▶ [EXCERPT PROVIDED]:

Command Tests
Overview
Command tests let you run shell commands as test inputs instead of sending prompts to LLM providers. The command's stdout is captured, parsed for KindLM protocol events, and assertions are evaluated against the output — just like prompt-based tests.
Use command tests to:
- Test real agent scripts and pipelines end-to-end
- Validate CLI tools that wrap LLM calls
- Run pre-built test harnesses and assert on their output
- Test non-LLM components in the same suite as LLM tests
Configuration
Use command: instead of prompt: in a test case. Exactly one must be set.
tests:
- name: "agent-script-test"
command: "python run_agent.py --input '{{query}}'"
vars:
query: "What is the refund policy?"
expect:
output:
contains: ["refund", "policy"]
guardrails:
pii:
enabled: true
toolCalls:
- tool: lookup_order
argsMatch:
order_id: "12345"
Key differences from prompt tests
| Aspect | Prompt tests | Command tests |
|---|---|---|
| Input | prompt: referencing prompts section | command: with shell command |
| Model multiplication | Runs once per model × repeat | Runs once per repeat only |
| Model ID in reports | The configured model ID | "command" |
| Provider required | Yes | No (but needed for judge assertions) |
| Token/cost tracking | From provider response | Not available (always 0) |
Variable interpolation
Template variables ({{var}}) work in command strings, same as in prompts:
tests:
- name: "parameterized-command"
command: "node test-agent.js --user {{user_id}} --action {{action}}"
vars:
user_id: "u-12345"
action: "refund"
expect:
output:
contains: ["processed"]
KindLM Protocol Events
By default, all stdout is captured as plain text output. To report structured data (tool calls, JSON output), your command can emit protocol events — JSON lines starting with {"kindlm":.
tool_call event
Report that a tool was called:
{"kindlm":"tool_call","name":"lookup_order","arguments":{"order_id":"12345"}}
Optional id field:
{"kindlm":"tool_call","id":"custom-id","name":"search","arguments":{"query":"test"}}
If id is omitted, auto-generated IDs are assigned (cmd_tc_0, cmd_tc_1, ...).
output_json event
Report structured JSON output (available as outputJson in assertion context):
{"kindlm":"output_json","data":{"result":"success","items":["a","b"]}}
Example script output
Starting agent pipeline...

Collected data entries

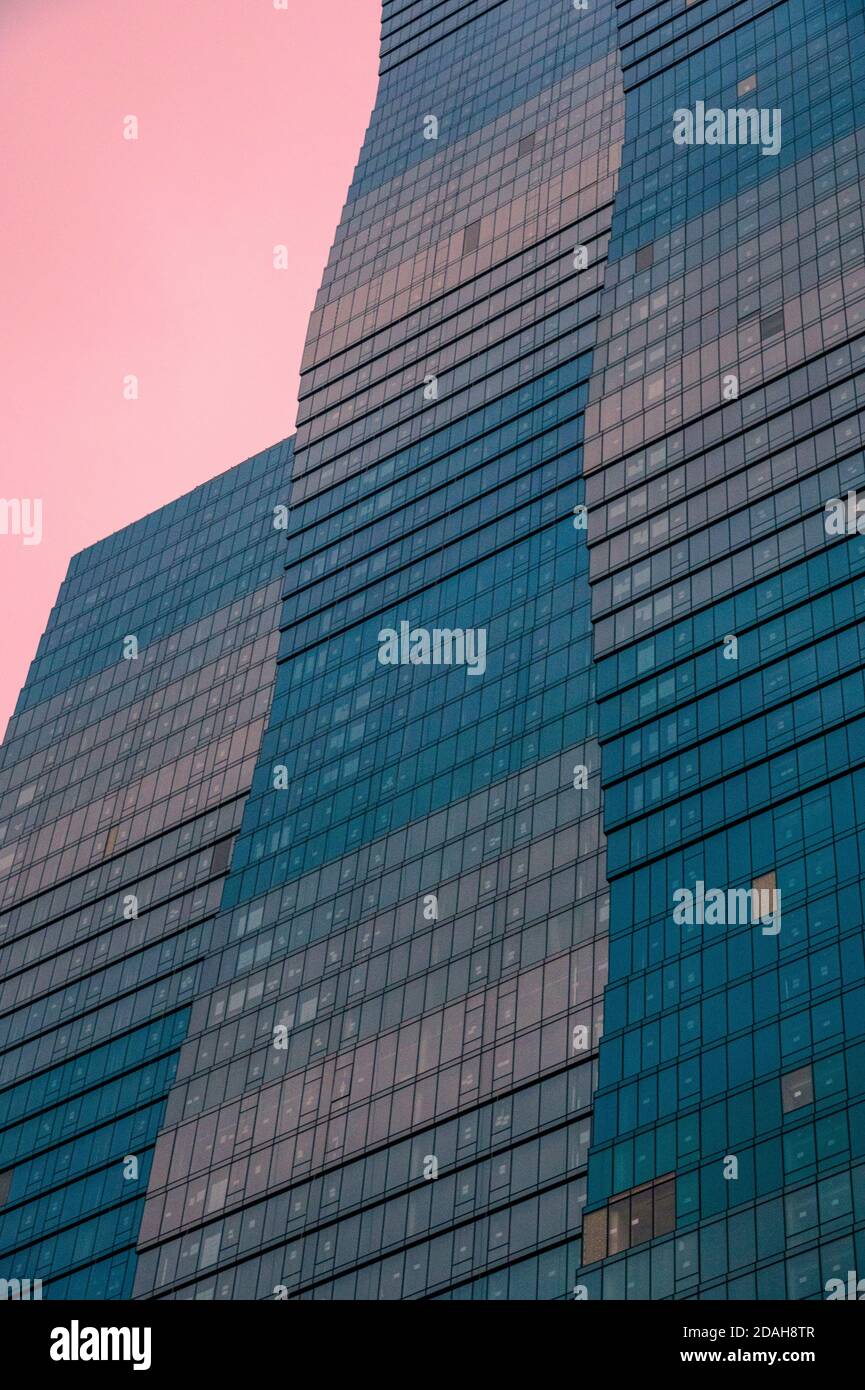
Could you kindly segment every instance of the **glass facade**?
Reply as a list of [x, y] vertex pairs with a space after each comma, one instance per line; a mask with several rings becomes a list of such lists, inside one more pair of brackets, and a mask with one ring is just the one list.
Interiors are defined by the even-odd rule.
[[270, 706], [289, 470], [278, 445], [75, 556], [0, 752], [0, 1279], [43, 1298], [132, 1293]]
[[864, 78], [384, 0], [293, 441], [72, 562], [0, 756], [0, 1277], [865, 1276]]

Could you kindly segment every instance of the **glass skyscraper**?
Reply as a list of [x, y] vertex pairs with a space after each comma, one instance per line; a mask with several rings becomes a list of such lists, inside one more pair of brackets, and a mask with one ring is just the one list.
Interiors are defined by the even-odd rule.
[[153, 1144], [270, 706], [289, 467], [280, 445], [75, 556], [10, 721], [7, 1295], [132, 1293]]
[[0, 1277], [865, 1275], [864, 67], [384, 0], [292, 445], [76, 557], [10, 726]]
[[865, 537], [832, 527], [857, 488], [865, 514], [865, 19], [616, 14], [584, 443], [611, 951], [580, 1294], [825, 1298], [865, 1273]]

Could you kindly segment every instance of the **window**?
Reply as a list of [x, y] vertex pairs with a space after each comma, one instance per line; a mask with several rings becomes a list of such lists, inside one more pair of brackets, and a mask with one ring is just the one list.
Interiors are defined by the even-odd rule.
[[469, 252], [476, 252], [480, 239], [481, 239], [481, 224], [480, 224], [480, 221], [478, 222], [469, 222], [469, 225], [466, 227], [466, 231], [463, 232], [463, 256], [467, 256]]
[[765, 341], [766, 338], [775, 338], [776, 334], [783, 334], [784, 331], [784, 310], [776, 309], [775, 313], [766, 314], [765, 318], [759, 321], [759, 334]]

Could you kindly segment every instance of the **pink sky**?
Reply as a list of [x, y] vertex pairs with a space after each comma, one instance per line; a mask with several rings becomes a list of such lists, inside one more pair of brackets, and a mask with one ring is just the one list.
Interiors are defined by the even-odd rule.
[[70, 556], [292, 432], [380, 13], [1, 0], [0, 733]]

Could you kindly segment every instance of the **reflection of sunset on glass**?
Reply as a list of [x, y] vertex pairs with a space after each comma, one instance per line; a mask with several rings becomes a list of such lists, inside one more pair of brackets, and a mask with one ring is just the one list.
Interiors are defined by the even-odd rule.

▶ [STUDY QUESTIONS]:
(a) Name every aspect on which the page on command tests compares prompt tests with command tests.
(b) Continue the page on command tests from its last line.

▶ [SET OF ANSWERS]:
(a) Input, model multiplication, model ID in reports, provider required, and token/cost tracking.

(b)
{"kindlm":"tool_call","name":"lookup_order","arguments":{"order_id":"12345"}}
Order found: #12345, status: delivered
{"kindlm":"tool_call","name":"check_refund_eligibility","arguments":{"order_id":"12345"}}
{"kindlm":"output_json","data":{"eligible":true,"reason":"within_30_days"}}
Refund approved for order #12345.
KindLM parses this into:
- outputText:
"Starting agent pipeline...\nOrder found: #12345, status: delivered\nRefund approved for order #12345." - toolCalls:
[{name: "lookup_order", ...}, {name: "check_refund_eligibility", ...}] - outputJson:
{eligible: true, reason: "within_30_days"}
Lines that look like JSON but aren't valid protocol events are treated as plain text.
Execution Details
Timeout
Command tests respect defaults.timeoutMs from the config. If a command exceeds the timeout, it receives SIGTERM followed by SIGKILL after 1 second.
Working directory
Commands run in the config file's directory (configDir).
Environment
Commands inherit the current process environment. Additional variables can be set via the command string itself.
Exit codes
A non-zero exit code from the command does not automatically fail the test. Assertions are evaluated against whatever stdout was produced. This allows testing error-handling paths.
Architecture
Command test support follows KindLM's zero-I/O core principle:
packages/core/src/engine/command.ts— PureCommandExecutorinterface andparseCommandOutput()function. No Node.js dependencies.packages/cli/src/utils/command-executor.ts—createNodeCommandExecutor()implementation usingchild_process.spawn.packages/core/src/engine/runner.ts—executeCommandUnit()handles the command execution path; command tests getmodelId: "command"and skip model multiplication.
The CommandExecutor interface is injected into the runner via RunnerDeps, keeping core testable without actual process spawning.